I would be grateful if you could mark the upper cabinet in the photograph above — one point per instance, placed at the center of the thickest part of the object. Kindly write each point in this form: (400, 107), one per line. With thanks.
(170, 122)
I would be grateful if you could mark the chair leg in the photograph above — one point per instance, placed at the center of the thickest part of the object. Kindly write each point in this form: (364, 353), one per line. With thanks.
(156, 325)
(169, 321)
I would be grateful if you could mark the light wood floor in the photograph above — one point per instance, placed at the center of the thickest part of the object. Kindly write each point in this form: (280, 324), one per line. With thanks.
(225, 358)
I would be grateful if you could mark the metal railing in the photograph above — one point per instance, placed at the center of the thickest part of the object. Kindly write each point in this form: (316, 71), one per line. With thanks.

____

#### YOUR GOAL
Transcribe the records above exactly, but only from the line that contains "I would be grateful if you could mark the light" through their final line, inclusive.

#### TASK RESPONSE
I would be grateful if you could mark the light wood floor in the photograph above — one point per instance, placed at the center of the thickest part of the object. Kindly write each point in this form: (280, 324), one per line. With thanks.
(225, 358)
I would be grateful if you could mark the metal railing in the photograph above — one point per instance, placed at the center of the thickest part of the object. Kindly write each point in this form: (316, 71), one per line. With thanks.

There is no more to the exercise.